** TASK INSTRUCTIONS **
Find each line in the records below that contains "road", and copy those lines out in full.

** GIVEN RECORDS **
++++++++++++++++++++

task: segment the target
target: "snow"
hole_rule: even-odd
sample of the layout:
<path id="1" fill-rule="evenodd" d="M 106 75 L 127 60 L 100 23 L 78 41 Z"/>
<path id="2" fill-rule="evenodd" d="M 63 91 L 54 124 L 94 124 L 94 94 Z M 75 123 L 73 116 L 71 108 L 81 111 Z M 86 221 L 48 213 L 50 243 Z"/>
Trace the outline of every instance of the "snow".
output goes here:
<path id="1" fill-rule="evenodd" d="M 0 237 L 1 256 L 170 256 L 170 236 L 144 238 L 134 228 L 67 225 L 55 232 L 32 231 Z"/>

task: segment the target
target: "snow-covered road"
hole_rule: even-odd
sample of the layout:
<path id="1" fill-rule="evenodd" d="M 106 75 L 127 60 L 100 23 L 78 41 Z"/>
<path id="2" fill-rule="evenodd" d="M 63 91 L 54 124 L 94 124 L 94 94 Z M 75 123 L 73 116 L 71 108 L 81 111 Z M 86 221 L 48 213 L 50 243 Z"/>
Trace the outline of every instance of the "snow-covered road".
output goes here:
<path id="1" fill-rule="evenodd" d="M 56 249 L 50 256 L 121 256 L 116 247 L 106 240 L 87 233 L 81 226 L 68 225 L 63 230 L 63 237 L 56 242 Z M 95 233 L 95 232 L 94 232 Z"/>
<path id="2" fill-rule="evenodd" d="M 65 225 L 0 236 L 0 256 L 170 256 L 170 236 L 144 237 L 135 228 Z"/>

++++++++++++++++++++

** FINAL RESULT **
target: "snow-covered road"
Trace the outline of every instance of the "snow-covered road".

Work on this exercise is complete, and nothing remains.